▶ **Directions**
Can you collect and copy every line of the material below that contains the word "mouth"?

Entries from a point annotation set:
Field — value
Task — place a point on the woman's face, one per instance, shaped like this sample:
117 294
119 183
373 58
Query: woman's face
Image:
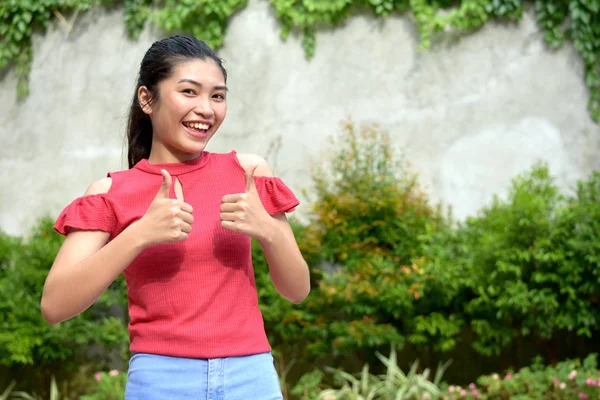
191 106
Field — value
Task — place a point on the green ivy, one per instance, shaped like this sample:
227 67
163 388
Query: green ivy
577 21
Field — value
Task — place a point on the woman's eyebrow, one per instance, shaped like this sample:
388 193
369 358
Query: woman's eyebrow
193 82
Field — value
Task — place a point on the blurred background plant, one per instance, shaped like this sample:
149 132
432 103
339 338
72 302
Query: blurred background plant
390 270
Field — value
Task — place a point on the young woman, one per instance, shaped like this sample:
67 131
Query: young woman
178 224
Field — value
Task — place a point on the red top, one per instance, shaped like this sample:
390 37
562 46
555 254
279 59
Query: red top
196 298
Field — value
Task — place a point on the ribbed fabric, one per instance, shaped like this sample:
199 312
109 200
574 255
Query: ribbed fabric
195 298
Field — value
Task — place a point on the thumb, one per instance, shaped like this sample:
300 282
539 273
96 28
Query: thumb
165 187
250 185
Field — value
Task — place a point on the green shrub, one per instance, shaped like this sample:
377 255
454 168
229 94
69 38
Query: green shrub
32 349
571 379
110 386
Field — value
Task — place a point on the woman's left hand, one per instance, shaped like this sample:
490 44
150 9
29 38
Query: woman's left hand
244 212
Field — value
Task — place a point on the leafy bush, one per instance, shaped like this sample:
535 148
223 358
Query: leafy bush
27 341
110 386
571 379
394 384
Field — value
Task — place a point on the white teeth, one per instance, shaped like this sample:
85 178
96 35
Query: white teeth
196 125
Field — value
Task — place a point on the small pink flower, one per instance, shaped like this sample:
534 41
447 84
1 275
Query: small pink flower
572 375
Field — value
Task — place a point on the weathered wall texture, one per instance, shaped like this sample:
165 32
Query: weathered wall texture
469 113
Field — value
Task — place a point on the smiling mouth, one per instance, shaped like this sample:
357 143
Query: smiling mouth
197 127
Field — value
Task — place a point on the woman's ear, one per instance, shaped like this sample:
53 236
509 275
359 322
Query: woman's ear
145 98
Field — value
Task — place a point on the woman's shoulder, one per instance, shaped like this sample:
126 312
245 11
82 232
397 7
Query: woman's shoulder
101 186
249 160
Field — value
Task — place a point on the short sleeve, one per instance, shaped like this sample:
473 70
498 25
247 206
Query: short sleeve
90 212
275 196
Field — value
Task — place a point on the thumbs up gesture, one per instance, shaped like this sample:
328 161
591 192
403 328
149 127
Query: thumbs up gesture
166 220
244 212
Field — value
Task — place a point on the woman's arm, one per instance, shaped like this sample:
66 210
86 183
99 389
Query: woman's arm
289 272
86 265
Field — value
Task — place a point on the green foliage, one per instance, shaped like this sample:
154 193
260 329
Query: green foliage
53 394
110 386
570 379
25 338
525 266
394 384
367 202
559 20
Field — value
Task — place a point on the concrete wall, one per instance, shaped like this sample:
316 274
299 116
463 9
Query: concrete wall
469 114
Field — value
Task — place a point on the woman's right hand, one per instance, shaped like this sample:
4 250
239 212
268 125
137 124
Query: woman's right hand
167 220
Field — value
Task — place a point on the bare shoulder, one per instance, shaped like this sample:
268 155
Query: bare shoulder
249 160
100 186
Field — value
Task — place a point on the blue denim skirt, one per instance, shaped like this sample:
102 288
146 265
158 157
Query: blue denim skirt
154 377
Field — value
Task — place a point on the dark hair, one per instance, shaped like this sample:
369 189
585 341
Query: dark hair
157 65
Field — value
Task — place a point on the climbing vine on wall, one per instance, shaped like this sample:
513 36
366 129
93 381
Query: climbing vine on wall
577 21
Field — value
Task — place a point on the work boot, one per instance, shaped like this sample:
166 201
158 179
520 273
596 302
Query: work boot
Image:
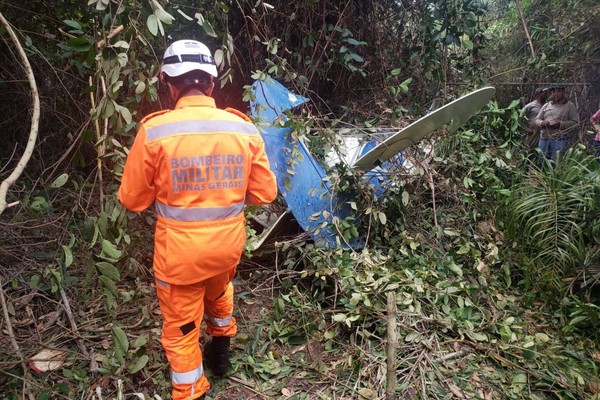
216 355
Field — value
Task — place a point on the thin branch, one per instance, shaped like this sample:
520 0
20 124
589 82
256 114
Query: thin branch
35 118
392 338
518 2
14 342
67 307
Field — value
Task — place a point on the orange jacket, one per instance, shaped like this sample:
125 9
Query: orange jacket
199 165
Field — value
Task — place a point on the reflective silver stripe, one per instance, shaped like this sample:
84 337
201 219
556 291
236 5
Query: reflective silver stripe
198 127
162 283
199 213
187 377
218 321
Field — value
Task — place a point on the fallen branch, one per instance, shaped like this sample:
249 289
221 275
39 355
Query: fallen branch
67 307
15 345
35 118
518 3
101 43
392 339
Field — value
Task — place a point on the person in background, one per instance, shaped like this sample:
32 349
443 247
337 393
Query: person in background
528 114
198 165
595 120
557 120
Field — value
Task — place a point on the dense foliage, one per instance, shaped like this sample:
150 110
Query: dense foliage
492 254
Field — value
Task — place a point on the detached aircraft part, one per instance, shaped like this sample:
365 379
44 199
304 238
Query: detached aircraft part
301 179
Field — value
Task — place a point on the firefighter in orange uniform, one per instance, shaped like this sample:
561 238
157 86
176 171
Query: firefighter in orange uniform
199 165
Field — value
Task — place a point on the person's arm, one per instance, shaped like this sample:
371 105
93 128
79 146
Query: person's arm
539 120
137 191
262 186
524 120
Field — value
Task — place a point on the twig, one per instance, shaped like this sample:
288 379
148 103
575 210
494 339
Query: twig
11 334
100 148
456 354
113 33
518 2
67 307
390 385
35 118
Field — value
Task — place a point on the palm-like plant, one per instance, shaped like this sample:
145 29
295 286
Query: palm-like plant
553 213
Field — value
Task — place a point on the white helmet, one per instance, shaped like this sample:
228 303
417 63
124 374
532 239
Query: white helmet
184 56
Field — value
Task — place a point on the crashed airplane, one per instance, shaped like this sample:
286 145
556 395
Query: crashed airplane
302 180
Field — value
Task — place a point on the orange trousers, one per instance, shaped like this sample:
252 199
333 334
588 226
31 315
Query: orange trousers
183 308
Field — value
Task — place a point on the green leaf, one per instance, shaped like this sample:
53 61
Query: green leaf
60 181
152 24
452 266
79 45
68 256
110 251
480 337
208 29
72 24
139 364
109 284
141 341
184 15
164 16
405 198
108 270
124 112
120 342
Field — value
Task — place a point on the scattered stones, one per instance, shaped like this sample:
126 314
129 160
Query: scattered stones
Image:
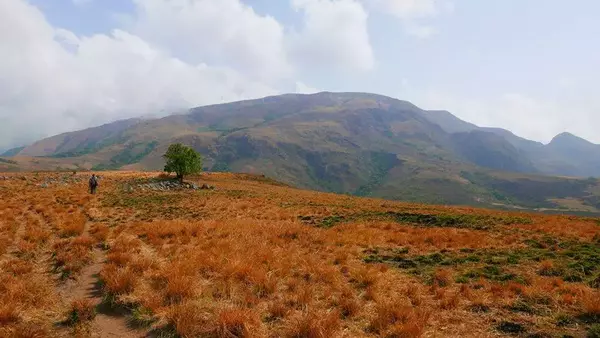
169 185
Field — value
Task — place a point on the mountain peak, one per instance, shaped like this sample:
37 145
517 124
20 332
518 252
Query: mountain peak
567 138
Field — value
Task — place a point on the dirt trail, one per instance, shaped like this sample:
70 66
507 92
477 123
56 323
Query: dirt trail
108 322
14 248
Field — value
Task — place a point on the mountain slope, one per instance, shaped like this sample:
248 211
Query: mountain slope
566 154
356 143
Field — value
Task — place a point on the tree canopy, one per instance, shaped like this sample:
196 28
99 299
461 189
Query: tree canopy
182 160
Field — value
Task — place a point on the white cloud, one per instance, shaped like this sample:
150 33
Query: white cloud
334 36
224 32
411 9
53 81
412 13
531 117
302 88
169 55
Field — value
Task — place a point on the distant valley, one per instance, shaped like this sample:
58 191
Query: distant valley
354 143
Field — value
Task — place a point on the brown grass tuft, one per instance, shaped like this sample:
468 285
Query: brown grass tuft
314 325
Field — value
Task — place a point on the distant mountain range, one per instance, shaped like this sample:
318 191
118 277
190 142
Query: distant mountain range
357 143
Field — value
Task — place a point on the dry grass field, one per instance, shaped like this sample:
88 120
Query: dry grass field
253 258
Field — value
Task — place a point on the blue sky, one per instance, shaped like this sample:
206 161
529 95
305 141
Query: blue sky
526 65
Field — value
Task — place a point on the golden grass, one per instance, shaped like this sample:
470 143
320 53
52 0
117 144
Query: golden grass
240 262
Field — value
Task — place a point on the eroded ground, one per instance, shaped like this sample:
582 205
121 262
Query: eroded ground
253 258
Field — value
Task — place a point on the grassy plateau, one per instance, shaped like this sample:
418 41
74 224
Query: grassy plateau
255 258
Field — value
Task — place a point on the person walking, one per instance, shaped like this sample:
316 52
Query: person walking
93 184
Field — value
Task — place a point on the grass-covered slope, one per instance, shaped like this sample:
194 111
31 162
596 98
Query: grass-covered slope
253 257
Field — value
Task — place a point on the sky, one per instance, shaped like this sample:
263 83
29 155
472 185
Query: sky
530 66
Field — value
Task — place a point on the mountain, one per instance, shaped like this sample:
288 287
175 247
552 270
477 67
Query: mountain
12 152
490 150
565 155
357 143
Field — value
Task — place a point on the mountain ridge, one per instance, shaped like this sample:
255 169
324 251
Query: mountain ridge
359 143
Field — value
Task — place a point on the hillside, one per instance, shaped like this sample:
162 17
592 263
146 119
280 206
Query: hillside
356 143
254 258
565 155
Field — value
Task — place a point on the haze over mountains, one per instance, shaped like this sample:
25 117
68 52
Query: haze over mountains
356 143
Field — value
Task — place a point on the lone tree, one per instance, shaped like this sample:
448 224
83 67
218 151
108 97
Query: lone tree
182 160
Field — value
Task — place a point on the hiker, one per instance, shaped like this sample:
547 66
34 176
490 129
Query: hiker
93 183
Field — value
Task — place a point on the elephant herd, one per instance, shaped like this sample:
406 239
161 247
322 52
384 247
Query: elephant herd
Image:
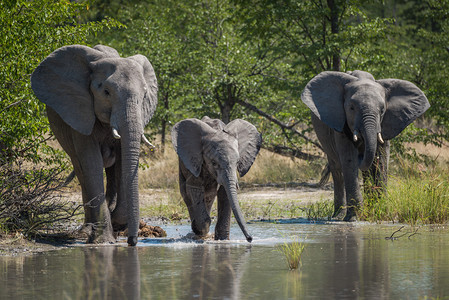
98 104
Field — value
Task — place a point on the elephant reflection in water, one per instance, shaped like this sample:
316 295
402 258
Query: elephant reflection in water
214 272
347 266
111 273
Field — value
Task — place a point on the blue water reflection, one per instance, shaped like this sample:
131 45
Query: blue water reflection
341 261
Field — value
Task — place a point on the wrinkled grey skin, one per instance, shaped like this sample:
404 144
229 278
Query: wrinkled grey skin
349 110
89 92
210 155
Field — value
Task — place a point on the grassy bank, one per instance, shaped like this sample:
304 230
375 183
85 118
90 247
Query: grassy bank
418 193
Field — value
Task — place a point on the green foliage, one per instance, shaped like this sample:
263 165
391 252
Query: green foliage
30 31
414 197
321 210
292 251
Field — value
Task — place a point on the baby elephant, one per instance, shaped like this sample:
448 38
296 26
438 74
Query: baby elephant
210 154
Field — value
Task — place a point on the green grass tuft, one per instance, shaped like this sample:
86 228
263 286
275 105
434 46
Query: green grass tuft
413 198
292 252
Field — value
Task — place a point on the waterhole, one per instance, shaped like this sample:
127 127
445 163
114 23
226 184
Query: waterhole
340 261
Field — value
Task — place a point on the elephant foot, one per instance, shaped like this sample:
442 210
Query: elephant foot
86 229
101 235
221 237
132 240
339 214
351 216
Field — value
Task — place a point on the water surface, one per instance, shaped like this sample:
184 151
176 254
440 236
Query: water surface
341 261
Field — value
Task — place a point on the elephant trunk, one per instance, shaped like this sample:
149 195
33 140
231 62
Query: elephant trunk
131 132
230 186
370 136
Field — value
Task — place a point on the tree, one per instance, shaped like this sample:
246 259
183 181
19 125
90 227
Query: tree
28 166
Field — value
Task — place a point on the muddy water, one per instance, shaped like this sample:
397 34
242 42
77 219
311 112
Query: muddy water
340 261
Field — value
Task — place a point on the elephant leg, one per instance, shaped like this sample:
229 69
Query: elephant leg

▶ **Solution to this task**
Task — place a point on the smiling mouth, one per instance, shaped like this sample:
Query: smiling mouth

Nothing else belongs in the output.